_SELECTED TEXT_
[antlr-interest] ANTLR Parser file different on different machines - method to exceed 65535 characters

Tue Aug 23 08:25:15 PDT 2011

I think that your suspicions are correct. Complex predicates lead to 
complex lookahead, and complex keyword matches in the lexer lead to lots 
of function calls. Simplifying these things wherever you can will help. 
Because you are only having this problem with limited resources, it 
means that ANTLR is not getting stuck in an infinite loop at least. Your 
grammar is just very complex and requires lots of time and resources to 
process.

Someone else may be able to give you better advice on how to improve 
your predicates. The short answer is to make them as simple as they can 
be (as few lookahead tokens as are necessary to make the decision).

I can tell you from experience that if the language keywords are 
case-insensitive, there is a far better way than what you are doing. The 
trick is to define the tokens in all uppercase

PROCEDURE : 'PROCEDURE';

Then override the LA() function so that it returns in uppercase as well.

_EXERCISE PROMPT_
Write the next part of the ANTLR mailing-list reply above, picking up right after its final sentence. The data that comes next is separate material.

_RECORDS PROVIDED_

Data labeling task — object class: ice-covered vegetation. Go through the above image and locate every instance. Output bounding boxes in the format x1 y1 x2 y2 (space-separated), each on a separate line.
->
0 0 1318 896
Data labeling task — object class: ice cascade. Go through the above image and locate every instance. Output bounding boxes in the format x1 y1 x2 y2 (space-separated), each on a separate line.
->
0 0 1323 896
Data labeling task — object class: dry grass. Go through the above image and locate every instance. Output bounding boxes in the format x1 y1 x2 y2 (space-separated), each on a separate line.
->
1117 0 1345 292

_TASK RESPONSE_
I've only done this with the C target, so I won't be much help with 
specifics for the Javascript target. I'd suggest searching 
antlr.markmail.org for more info on this: 
http://markmail.org/message/yxjncd3vvew2vplu

- Justin

On 8/23/2011 10:59 AM, Luke Tucker wrote:
> Thanks for you response. The good news is that based on your comments, I have now managed to reproduce the problem at least. I ran the generation on a virtual machine with reduced memory and resources and got the same problem.
>
>
> I will try to use the -Xwatchconversion option to try to identify places where I need to improve the grammar. Am I correct in assuming that this might be related to using predicates with high-level rules? i.e. along the lines of "(expression)=>"
>
>
> Another possibility is that the STL language I am parsing has case-insensitive keywords therefore instead of setting up tokens the normal way, I have had to set up tokens for keywords in the following format:
>
> PROCEDURE    :    ('P'|'p')('R'|'r')('O'|'o')('C'|'c')('E'|'e')('D'|'d')('U'|'u')('R'|'r')('E'|'e');
>
>
> Could this be adding a lot of extra complexity? If so I would love to find a better way of doing this.
>
> The reason I am using ANTLR 3.2 is that this was the latest version available when development on the project began and now this version has become part of ESA's platform definition for Linux servers. If I can get this changed to ANTLR 3.4, will this work better with reduced memory or will the same thing occur?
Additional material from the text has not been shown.